Stated task: Below are some entries; can you quote all of them exactly?

Data excerpts:
****************************************
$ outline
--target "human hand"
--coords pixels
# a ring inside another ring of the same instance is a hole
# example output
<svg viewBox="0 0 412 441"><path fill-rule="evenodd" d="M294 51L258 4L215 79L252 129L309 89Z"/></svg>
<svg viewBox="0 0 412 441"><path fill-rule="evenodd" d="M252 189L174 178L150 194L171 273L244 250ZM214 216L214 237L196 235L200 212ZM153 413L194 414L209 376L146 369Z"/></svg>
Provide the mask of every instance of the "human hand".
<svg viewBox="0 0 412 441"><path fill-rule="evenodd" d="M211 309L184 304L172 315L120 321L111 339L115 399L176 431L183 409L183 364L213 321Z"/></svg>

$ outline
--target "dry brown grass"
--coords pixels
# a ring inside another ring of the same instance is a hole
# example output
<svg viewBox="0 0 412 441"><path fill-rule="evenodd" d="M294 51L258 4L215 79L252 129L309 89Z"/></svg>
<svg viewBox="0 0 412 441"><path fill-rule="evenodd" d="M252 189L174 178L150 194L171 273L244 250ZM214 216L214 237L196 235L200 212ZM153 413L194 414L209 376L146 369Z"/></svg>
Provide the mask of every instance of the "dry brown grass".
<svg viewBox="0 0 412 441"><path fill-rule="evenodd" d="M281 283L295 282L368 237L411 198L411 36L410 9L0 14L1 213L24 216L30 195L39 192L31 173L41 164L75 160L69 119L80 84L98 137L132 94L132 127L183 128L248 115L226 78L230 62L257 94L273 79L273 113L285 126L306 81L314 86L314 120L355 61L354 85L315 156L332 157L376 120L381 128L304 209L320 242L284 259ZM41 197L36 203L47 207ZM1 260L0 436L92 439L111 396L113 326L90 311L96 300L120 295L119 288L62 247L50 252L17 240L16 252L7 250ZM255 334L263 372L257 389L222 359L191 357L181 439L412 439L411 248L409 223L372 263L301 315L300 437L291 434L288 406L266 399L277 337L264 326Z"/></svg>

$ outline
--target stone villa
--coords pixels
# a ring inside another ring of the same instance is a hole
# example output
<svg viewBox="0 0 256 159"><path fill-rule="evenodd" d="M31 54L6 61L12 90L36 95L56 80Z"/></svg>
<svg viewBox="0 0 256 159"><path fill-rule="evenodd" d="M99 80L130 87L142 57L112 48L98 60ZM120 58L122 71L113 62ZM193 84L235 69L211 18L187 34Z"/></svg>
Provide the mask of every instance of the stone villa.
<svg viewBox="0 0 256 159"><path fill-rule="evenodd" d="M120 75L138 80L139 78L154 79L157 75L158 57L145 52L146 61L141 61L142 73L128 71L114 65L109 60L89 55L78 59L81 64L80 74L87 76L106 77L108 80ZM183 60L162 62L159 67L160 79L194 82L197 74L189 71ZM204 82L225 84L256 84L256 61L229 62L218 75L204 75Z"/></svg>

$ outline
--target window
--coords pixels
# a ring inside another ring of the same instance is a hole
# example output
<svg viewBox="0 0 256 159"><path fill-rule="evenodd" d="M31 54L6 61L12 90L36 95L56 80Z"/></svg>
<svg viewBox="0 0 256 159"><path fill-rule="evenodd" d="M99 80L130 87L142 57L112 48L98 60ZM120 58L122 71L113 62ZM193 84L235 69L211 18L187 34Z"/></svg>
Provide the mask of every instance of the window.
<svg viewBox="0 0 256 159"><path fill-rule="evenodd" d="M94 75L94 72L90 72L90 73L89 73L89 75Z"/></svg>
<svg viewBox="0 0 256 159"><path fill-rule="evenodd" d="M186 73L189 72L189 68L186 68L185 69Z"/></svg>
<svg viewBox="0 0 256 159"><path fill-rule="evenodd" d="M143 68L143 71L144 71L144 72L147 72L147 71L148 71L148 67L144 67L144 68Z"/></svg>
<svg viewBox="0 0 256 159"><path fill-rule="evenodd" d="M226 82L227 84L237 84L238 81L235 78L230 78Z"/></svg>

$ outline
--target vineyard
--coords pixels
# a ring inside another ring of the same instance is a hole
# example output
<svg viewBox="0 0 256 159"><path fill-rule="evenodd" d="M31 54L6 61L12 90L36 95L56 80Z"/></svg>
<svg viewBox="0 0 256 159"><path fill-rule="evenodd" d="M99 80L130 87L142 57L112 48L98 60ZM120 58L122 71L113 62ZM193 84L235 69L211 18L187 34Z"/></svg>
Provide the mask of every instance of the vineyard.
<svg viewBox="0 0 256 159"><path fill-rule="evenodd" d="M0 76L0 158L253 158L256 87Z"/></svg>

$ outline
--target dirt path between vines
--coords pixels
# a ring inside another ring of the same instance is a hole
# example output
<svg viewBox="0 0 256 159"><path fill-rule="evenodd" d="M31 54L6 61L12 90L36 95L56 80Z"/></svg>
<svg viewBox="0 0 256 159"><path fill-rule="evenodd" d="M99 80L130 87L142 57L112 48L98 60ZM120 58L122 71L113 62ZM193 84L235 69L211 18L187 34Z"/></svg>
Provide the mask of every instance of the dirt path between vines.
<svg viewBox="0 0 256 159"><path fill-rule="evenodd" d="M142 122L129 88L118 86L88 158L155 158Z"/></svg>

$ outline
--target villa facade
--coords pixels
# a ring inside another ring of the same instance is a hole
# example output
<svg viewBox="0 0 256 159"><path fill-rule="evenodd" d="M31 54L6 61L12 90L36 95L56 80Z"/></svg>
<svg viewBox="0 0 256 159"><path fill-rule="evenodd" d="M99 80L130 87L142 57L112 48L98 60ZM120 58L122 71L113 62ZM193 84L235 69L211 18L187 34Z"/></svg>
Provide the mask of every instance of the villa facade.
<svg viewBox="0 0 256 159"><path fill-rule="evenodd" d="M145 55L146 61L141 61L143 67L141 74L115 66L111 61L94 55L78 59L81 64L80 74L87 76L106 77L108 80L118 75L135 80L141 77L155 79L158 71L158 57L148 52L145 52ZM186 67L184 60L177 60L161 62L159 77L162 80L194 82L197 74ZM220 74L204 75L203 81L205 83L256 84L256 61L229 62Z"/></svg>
****************************************
Solution to this problem:
$ outline
--target "human hand"
--coords pixels
# a ring inside another ring of the same instance is a hole
# example output
<svg viewBox="0 0 412 441"><path fill-rule="evenodd" d="M294 51L258 4L215 79L252 129L309 89Z"/></svg>
<svg viewBox="0 0 412 441"><path fill-rule="evenodd" d="M252 189L174 178L150 194L171 273L244 250ZM214 216L214 237L196 235L200 212ZM153 413L194 414L209 376L146 369Z"/></svg>
Provide the mask of every instance of the "human hand".
<svg viewBox="0 0 412 441"><path fill-rule="evenodd" d="M211 309L184 304L172 315L120 321L111 339L115 399L176 431L183 409L183 364L213 321Z"/></svg>

$ outline
--target "dry brown grass"
--coords pixels
# a ring inside another ring of the same instance is a hole
# example output
<svg viewBox="0 0 412 441"><path fill-rule="evenodd" d="M294 51L258 4L215 79L252 129L309 89Z"/></svg>
<svg viewBox="0 0 412 441"><path fill-rule="evenodd" d="M252 189L174 178L150 194L171 273L244 250ZM214 216L214 237L196 235L200 212ZM153 413L194 414L209 376L146 369Z"/></svg>
Provide the mask of every instance of the "dry brown grass".
<svg viewBox="0 0 412 441"><path fill-rule="evenodd" d="M281 283L295 282L368 237L411 198L411 36L410 9L0 14L1 213L24 216L30 195L39 192L31 173L41 164L75 160L69 119L80 84L98 137L132 94L132 127L183 128L248 115L226 78L230 62L257 94L273 79L273 113L285 126L306 81L314 86L314 120L355 61L354 85L315 156L332 157L376 120L381 128L304 209L320 242L284 259ZM41 197L36 203L47 207ZM1 260L0 436L92 439L111 396L113 326L90 311L96 300L120 295L119 288L62 247L50 252L17 240L16 252L7 250ZM255 334L263 372L257 389L222 359L191 357L181 439L412 439L411 248L409 223L372 263L301 315L300 437L291 434L288 406L266 399L277 337L264 326Z"/></svg>

$ outline
--target stone villa
--coords pixels
# a ring inside another ring of the same instance is a hole
# example output
<svg viewBox="0 0 256 159"><path fill-rule="evenodd" d="M31 54L6 61L12 90L36 95L56 80Z"/></svg>
<svg viewBox="0 0 256 159"><path fill-rule="evenodd" d="M99 80L130 87L142 57L112 48L98 60ZM120 58L122 71L113 62ZM193 84L235 69L211 18L187 34Z"/></svg>
Provide the mask of every instance of the stone villa.
<svg viewBox="0 0 256 159"><path fill-rule="evenodd" d="M120 75L138 80L139 78L154 79L157 75L158 57L145 52L146 61L141 61L142 73L128 71L114 65L109 60L89 55L78 59L81 64L80 74L87 76L106 77L108 80ZM183 60L162 62L159 67L160 79L194 82L197 74L189 71ZM204 82L225 84L256 84L256 61L229 62L218 75L204 75Z"/></svg>

$ outline
--target window
--coords pixels
# a ring inside another ring of the same instance is a hole
# example output
<svg viewBox="0 0 256 159"><path fill-rule="evenodd" d="M31 54L6 61L12 90L36 95L56 80Z"/></svg>
<svg viewBox="0 0 256 159"><path fill-rule="evenodd" d="M99 80L130 87L142 57L112 48L98 60ZM120 58L122 71L113 62ZM193 84L235 69L211 18L187 34Z"/></svg>
Provide the mask of every instance of the window.
<svg viewBox="0 0 256 159"><path fill-rule="evenodd" d="M94 75L94 72L90 72L90 73L89 73L89 75Z"/></svg>
<svg viewBox="0 0 256 159"><path fill-rule="evenodd" d="M186 73L189 72L189 68L186 68L185 69Z"/></svg>
<svg viewBox="0 0 256 159"><path fill-rule="evenodd" d="M143 68L143 71L144 71L144 72L147 72L147 71L148 71L148 67L144 67L144 68Z"/></svg>
<svg viewBox="0 0 256 159"><path fill-rule="evenodd" d="M226 82L227 84L237 84L238 81L235 78L230 78Z"/></svg>

$ outline
--target vineyard
--coords pixels
# a ring inside another ring of the same instance is a hole
# example output
<svg viewBox="0 0 256 159"><path fill-rule="evenodd" d="M31 54L6 61L12 90L36 95L56 80Z"/></svg>
<svg viewBox="0 0 256 159"><path fill-rule="evenodd" d="M99 80L130 87L142 57L112 48L98 60ZM120 58L122 71L113 62ZM193 84L235 69L211 18L187 34Z"/></svg>
Provide the mask of every instance of the vineyard.
<svg viewBox="0 0 256 159"><path fill-rule="evenodd" d="M0 76L0 158L253 158L256 87Z"/></svg>

$ outline
--target dirt path between vines
--coords pixels
# a ring inside another ring of the same instance is a hole
# example output
<svg viewBox="0 0 256 159"><path fill-rule="evenodd" d="M31 54L6 61L12 90L36 95L56 80Z"/></svg>
<svg viewBox="0 0 256 159"><path fill-rule="evenodd" d="M99 80L130 87L142 57L112 48L98 60ZM120 58L122 71L113 62ZM193 84L235 69L211 18L187 34Z"/></svg>
Provide the mask of every instance of the dirt path between vines.
<svg viewBox="0 0 256 159"><path fill-rule="evenodd" d="M142 122L129 88L118 86L88 158L155 158Z"/></svg>

$ outline
--target villa facade
--coords pixels
# a ring inside another ring of the same instance is a hole
# example output
<svg viewBox="0 0 256 159"><path fill-rule="evenodd" d="M31 54L6 61L12 90L36 95L56 80Z"/></svg>
<svg viewBox="0 0 256 159"><path fill-rule="evenodd" d="M99 80L130 87L142 57L112 48L98 60ZM120 58L122 71L113 62ZM193 84L235 69L211 18L187 34Z"/></svg>
Provide the mask of every instance of the villa facade.
<svg viewBox="0 0 256 159"><path fill-rule="evenodd" d="M145 55L146 61L141 61L143 67L141 74L115 66L111 61L94 55L78 59L81 64L80 74L87 76L106 77L108 80L118 75L135 80L141 77L155 79L158 71L158 57L148 52L145 52ZM186 67L184 60L177 60L161 62L159 77L162 80L194 82L197 74ZM220 74L204 75L203 81L205 83L256 84L256 61L229 62Z"/></svg>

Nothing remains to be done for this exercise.